(Natural-language object grounding data)
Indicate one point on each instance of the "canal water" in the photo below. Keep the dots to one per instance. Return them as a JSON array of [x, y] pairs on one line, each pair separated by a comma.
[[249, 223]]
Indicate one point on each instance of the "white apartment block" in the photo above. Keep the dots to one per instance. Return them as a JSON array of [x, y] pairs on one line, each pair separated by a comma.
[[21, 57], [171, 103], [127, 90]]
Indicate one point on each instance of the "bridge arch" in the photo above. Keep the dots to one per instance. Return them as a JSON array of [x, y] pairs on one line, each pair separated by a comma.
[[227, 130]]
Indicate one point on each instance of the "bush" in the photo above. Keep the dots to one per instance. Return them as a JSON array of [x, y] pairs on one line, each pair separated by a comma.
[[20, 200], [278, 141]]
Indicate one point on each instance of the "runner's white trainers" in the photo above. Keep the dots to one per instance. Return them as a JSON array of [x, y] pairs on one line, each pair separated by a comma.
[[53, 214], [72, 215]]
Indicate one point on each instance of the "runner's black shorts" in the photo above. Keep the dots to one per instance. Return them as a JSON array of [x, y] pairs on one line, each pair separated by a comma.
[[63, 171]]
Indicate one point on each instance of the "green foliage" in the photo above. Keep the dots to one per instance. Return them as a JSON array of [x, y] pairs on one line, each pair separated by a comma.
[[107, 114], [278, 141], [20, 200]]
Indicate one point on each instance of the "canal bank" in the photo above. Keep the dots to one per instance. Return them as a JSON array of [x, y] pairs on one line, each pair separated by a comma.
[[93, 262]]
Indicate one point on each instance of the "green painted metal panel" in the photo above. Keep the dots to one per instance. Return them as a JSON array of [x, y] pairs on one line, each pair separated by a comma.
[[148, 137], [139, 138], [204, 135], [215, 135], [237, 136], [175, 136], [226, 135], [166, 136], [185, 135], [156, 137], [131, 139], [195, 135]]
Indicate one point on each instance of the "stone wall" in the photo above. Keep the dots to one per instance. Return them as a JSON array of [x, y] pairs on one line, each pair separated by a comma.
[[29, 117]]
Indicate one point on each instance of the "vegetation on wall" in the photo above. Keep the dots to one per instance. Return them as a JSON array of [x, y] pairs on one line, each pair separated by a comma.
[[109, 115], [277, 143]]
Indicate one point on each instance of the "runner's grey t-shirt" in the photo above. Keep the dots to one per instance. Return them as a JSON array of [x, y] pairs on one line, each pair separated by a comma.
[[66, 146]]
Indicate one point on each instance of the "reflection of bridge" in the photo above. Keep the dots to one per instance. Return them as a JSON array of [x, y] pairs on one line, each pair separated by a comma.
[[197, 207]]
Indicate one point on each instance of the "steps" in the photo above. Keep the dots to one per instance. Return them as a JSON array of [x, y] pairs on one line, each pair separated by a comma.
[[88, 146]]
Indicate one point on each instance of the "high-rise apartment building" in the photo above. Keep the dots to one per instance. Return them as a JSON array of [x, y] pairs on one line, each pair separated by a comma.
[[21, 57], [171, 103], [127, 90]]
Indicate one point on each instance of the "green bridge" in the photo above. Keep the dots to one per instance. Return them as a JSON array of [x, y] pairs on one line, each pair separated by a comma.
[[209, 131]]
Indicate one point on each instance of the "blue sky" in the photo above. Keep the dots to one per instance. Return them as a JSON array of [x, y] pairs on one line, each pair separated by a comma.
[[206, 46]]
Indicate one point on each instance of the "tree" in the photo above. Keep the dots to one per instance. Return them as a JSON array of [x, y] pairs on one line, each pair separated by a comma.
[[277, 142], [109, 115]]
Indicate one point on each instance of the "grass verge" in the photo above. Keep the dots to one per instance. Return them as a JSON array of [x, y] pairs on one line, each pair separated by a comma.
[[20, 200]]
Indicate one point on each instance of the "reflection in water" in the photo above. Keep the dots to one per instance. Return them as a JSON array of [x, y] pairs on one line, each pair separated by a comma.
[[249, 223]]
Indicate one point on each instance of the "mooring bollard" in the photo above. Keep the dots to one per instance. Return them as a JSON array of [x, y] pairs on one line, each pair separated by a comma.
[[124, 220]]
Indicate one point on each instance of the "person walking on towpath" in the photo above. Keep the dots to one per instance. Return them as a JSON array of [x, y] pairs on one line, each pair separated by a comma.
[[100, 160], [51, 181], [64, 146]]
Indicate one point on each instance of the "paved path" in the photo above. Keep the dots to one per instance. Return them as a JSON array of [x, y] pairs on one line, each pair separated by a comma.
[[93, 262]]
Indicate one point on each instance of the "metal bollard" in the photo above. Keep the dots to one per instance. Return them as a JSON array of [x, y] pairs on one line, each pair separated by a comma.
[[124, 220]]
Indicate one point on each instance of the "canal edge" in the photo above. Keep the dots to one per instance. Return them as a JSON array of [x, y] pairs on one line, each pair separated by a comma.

* [REQUIREMENT] Above are the records; restate each one exactly.

* [EXPECTED OUTPUT]
Indicate one point on each instance of the "canal water" in the photo below. Keep the dots to one per instance. Return them as a JSON array of [x, y] pairs on one line, each pair separated by a comma.
[[249, 223]]
Indicate one point on each instance of the "white apartment block" in the photo above. Keep the dots to one per instance. Return them as a JSON array of [x, y] pairs on one line, each pair separated by a comma.
[[21, 57], [171, 103], [127, 90]]
Indicate one point on each instance of the "bridge arch" in the photo above. Keep the dots to one per instance. Return them as a JSON array of [x, y] pairs on one line, each pair separated by a comma.
[[227, 130]]
Indicate one point on each instance of the "bush" in the photo above. Keep the dots to one per instance. Return them as a JSON array of [x, y] pairs on one line, each pair separated by a comma.
[[20, 200], [278, 141]]
Indicate one point on each instance of the "runner's white trainers" in the photo above. Keep the dots to one per instance. Return them as a JSON array of [x, y] pairs on one line, each pair separated by a comma.
[[53, 214], [72, 215]]
Indicate one point on each instance of the "runner's black shorts" in the photo above. Keep the dots to one per instance. Return them as a JSON array of [x, y] pairs on one line, each pair separated by a comma.
[[63, 171]]
Indicate one point on each instance of the "green foliage" in the photo above. Keep the dots to one per instance. Return them as a JSON array of [x, y] pairs on one line, each pair separated by a comma.
[[107, 114], [278, 141], [20, 200]]
Indicate one point on each instance of the "canal bank" in the photo above. Keep the dots to one per instance. Return them as a JSON array of [x, y] pairs on one line, each pair separated by a comma.
[[93, 262]]
Indicate one point on each instance of the "green painted metal panel" in the photo above. Keep the dots to one per instance. Return them as a JSON array of [x, y] pairs on one line, each pair separated by a comma.
[[148, 137], [139, 138], [204, 135], [215, 135], [237, 136], [175, 136], [226, 135], [166, 136], [185, 135], [156, 137], [131, 139], [195, 135]]
Indicate one point on each instance of the "stone wall" in the photo above. Keep the dots to one per instance. Return them as a JSON array of [x, y] pairs on one line, each pair separated by a comma.
[[29, 117]]
Indicate one point on each instance of the "vegetation on wall" in the photo above. Keep the dots to one per instance. Return them as a JSON array of [x, y] pairs on one line, each pair separated by a comma.
[[109, 115], [277, 143]]
Indicate one point on each instance of the "runner's grey t-shirt" in the photo above. Keep the dots to one per instance. Return them as a JSON array of [x, y] pairs on one line, each pair separated by a comma.
[[66, 146]]
Indicate one point on each instance of the "reflection of bridge" in the photo above. Keep the dots to one per instance. Return them as a JSON array of [x, y] pairs on one line, each pair separated by a comma.
[[197, 207]]
Indicate one point on each instance of the "steps" in the photo above. Keep the dots to one per instance. Return them as a JSON array of [x, y] pairs on one line, each pair separated by a comma.
[[88, 146]]
Indicate one point on each instance of the "high-rise apartment building" in the photo above. Keep the dots to one per instance. Return them as a JSON array of [x, y] pairs on one line, each pair separated by a comma.
[[21, 57], [171, 103], [127, 90]]
Indicate one point on each instance of the "green bridge" in the photo above. Keep the dots to one per instance. Return them as a JSON array of [x, y] pairs on one line, each pair separated by a comma.
[[209, 131]]
Indicate one point on each instance of the "blue sky" in the photo above. Keep the dots to one per instance. Return them as a JSON array of [x, y] pairs on one line, each pair separated by a comma.
[[206, 46]]
Indicate one point on each instance of the "tree" in the photo above. Keep the dots to one per instance. Return them as a JSON array of [x, y] pairs on one line, each pair separated by a comma.
[[277, 142], [109, 115]]
Indicate one point on each instance of the "grass verge" in the photo above. Keep the dots to one per instance. Return them as a JSON array of [x, y] pairs on one line, each pair separated by a comma.
[[20, 200]]
Indicate one point on each instance of the "reflection in water" in the photo above. Keep the dots to one per instance. Return them as a JSON array of [x, y] pairs on one line, each pair separated by a comma.
[[249, 223]]
Indicate one point on each instance of the "mooring bollard" in the photo above. Keep the dots to one per instance. Return them as a JSON array of [x, y] pairs on one line, each pair separated by a comma.
[[124, 220]]
Indicate one point on each instance of the "person walking on towpath" in the photo above. Keep the dots to one per instance. Return them as a JSON array of [x, y] pairs on one line, each pair separated by a comma.
[[100, 160], [51, 181], [64, 146]]
Indicate one point on each instance of the "paved path" in the photo above. Keep the dots to one per instance. Return them as a JSON array of [x, y] pairs on one line, each pair separated by a comma.
[[93, 262]]
Indicate one point on each instance of the "metal bollard" in the photo above. Keep the dots to one per instance. Return them as a JSON array of [x, y] pairs on one line, each pair separated by a comma.
[[124, 220]]
Indicate one point on each instance of the "canal edge" in the photo above. Keep the dots to one per instance. Return them as a JSON array of [x, y] pairs on one line, each pair separated by a comma.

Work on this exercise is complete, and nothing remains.